Request a: Rewrite the part of the tax-planning text that opens with the words containing "Other tax savings" and closes with "of $800,000 per person.", replacing "primary producers" with "farmers".
# start of Provided text
It always makes good financial sense to plan ahead to make the most of the available tax savings.
Removal of the temporary full expensing
As discussed in our earlier article, "Temporary full expensing: Beware of the sting in the tail", the removal of the temporary full expensing, and replacement of the now announced $30,000 small business immediate write-off, could cause a significant increase in the taxable income of your enterprise.
Agribusinesses must consider the impact of any assets or equipment traded in or sold during the financial year.
Future changes in tax rates
Stage 3 tax cuts, although changed from their original form, also need to be considered when looking at the current year's tax. All individuals whose personal income exceeds $18,200 receive a tax reduction in the following financial year. Therefore, expenditure incurred or Farm Management Deposits (FMDs) taken out this year could have a more significant tax saving this year, rather than if incurred next year.
A change in tax rates also brings a change in the primary production averaging rates, which needs to be considered when forecasting the current year.
Prepayment of expenditure
Primary producers can look to prepay expenditures to bring forward tax deductions. The main prepayments of expenditure are agriculture supplies, loan interest, and leases.
However, this can be a balancing act for agribusinesses as prepaying expenditure can potentially deliver tax savings, yet, when applied to interest, the rate needs to be fixed to action a prepayment and therefore, your interest rate doesn't fluctuate with any RBA movement. With agricultural supplies, you can be locked in with that supplier, which may diminish your ability to access price comparison advantages.
All of these must be considered carefully to ensure that prepaying expenditure does not drain cash reserves that could be used to take advantage of other opportunities through the following financial year.
Other tax savings strategies include:
Farm Management Deposits
Investing in FMDs can help individual primary producers reduce fluctuations in taxable earnings caused by economic and seasonal changes to primary production income. They are a reduction in an individual's primary production income in the year they are taken out and primary production income in the financial year they are withdrawn. However, these must be held for at least 12 months; otherwise, the tax benefit of investing in an FMD will not be retained. Although interest is paid on such FMDs, this is assessable income to the individual to which the account is in the name of. There is also a maximum limit for deposits of $800,000 per person.
# end of Provided text
Request b: Reproduce the entire listing below, every line included, with each point coordinate multiplied by 1.15 and rounded to a whole number, halves rounded up.
# start of Extracted material
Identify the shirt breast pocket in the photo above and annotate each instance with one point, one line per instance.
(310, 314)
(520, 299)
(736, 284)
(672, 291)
# end of Extracted material
Correct answer a:
Other tax savings strategies include:
Farm Management Deposits
Investing in FMDs can help individual farmers reduce fluctuations in taxable earnings caused by economic and seasonal changes to primary production income. They are a reduction in an individual's primary production income in the year they are taken out and primary production income in the financial year they are withdrawn. However, these must be held for at least 12 months; otherwise, the tax benefit of investing in an FMD will not be retained. Although interest is paid on such FMDs, this is assessable income to the individual to which the account is in the name of. There is also a maximum limit for deposits of $800,000 per person.

Correct answer b:
Identify the shirt breast pocket in the photo above and annotate each instance with one point, one line per instance.
(357, 361)
(598, 344)
(846, 327)
(773, 335)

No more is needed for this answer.